Há apenas três referências à Renca entre o
início do governo Temer e a assinatura do decreto, na semana passada.
Todas as menções no site do governo são posteriores à reunião no Canadá -
e o ministério não cita em nenhum momento a reserva em seu material de
divulgação sobre a visita oficial de março.
'Interesses econômicos'
A
nota assinada pelos bispos cita falas recentes do Papa Francisco sobre a
Amazônia e que criticam "uma economia de exclusão e desigualdade".
"Há
propostas de internacionalização da Amazônia que só servem aos
interesses econômicos das corporações internacionais", afirmou o papa em
encíclica publicada pelo Vaticano em junho de 2015.
================================
| Enunciado |
Indique se cada afirmação concorda com o trecho sobre a reserva Renca, respondendo sim ou não e citando as palavras do trecho que decidem a questão. (a) Todas as menções à Renca no site do governo são anteriores à reunião no Canadá. (b) A nota dos bispos cita falas do Papa Francisco sobre a Amazônia. (c) A encíclica mencionada foi publicada pelo Vaticano em junho de 2015.

[Entradas de dados coletados]
================================
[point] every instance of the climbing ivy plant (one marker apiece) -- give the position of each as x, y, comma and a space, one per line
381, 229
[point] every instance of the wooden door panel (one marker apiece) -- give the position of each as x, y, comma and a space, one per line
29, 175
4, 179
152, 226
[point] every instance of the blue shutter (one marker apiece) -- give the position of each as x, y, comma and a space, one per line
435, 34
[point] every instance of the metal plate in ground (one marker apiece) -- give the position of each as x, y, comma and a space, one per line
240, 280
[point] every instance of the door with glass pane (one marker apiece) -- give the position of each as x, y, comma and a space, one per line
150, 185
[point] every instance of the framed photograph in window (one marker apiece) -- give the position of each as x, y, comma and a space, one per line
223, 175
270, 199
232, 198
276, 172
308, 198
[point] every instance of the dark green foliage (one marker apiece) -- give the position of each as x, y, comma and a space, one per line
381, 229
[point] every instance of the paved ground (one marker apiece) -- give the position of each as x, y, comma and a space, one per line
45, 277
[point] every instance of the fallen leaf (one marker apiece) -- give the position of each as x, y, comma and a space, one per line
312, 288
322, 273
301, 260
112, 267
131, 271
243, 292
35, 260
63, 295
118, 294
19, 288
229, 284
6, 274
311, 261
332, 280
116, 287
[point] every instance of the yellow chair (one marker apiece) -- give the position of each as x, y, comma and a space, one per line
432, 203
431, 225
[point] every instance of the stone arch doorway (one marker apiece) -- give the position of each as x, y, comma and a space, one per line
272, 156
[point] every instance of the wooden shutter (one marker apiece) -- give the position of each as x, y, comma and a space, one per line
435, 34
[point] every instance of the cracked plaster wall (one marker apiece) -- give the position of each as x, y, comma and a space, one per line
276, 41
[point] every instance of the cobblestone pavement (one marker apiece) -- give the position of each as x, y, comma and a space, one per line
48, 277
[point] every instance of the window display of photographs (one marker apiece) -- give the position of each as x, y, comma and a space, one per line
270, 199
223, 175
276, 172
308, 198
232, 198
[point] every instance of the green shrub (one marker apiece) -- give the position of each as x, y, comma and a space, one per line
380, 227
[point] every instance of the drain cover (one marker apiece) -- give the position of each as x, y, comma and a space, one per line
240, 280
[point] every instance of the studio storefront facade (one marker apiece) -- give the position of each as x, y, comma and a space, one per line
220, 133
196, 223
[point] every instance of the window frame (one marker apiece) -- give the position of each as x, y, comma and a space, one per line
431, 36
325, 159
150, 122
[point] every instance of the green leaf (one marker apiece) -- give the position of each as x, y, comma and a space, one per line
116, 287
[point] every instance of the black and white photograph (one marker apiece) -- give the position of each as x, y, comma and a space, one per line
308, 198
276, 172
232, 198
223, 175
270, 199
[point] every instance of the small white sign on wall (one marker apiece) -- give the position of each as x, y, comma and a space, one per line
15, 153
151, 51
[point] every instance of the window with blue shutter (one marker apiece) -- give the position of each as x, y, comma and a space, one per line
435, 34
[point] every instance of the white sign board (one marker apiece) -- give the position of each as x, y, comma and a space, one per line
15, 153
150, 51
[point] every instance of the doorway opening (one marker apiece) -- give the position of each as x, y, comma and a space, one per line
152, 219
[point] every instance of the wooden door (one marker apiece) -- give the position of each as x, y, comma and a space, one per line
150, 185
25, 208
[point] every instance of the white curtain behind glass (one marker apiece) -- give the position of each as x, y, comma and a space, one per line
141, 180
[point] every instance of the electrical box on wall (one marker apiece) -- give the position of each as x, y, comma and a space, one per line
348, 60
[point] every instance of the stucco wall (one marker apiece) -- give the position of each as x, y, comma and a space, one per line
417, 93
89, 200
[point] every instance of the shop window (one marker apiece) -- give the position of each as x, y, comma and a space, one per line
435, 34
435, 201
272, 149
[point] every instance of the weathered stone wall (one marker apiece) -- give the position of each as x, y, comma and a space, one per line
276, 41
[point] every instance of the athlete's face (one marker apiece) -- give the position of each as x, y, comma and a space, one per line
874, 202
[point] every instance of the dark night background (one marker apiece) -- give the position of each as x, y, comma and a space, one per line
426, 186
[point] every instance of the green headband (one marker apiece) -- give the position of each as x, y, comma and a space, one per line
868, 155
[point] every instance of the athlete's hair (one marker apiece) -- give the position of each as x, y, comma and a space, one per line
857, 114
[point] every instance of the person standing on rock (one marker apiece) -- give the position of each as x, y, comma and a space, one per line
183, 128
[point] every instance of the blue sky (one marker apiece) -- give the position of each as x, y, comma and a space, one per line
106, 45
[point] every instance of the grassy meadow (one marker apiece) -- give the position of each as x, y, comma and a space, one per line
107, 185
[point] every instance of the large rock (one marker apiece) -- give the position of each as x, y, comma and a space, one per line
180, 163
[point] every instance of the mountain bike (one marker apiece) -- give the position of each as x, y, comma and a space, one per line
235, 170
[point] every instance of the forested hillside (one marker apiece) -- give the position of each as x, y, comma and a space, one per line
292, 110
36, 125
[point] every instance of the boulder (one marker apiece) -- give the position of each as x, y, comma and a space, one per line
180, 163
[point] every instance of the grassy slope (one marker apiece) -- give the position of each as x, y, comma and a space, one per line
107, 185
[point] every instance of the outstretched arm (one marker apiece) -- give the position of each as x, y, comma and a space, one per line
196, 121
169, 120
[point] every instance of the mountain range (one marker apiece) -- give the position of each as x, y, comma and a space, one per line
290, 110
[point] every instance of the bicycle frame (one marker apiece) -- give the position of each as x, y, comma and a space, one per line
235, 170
================================
| Resultado |
(a) Não: "Todas as menções no site do governo são posteriores à reunião no Canadá".
(b) Sim: "A nota assinada pelos bispos cita falas recentes do Papa Francisco sobre a Amazônia".
(c) Sim: "encíclica publicada pelo Vaticano em junho de 2015".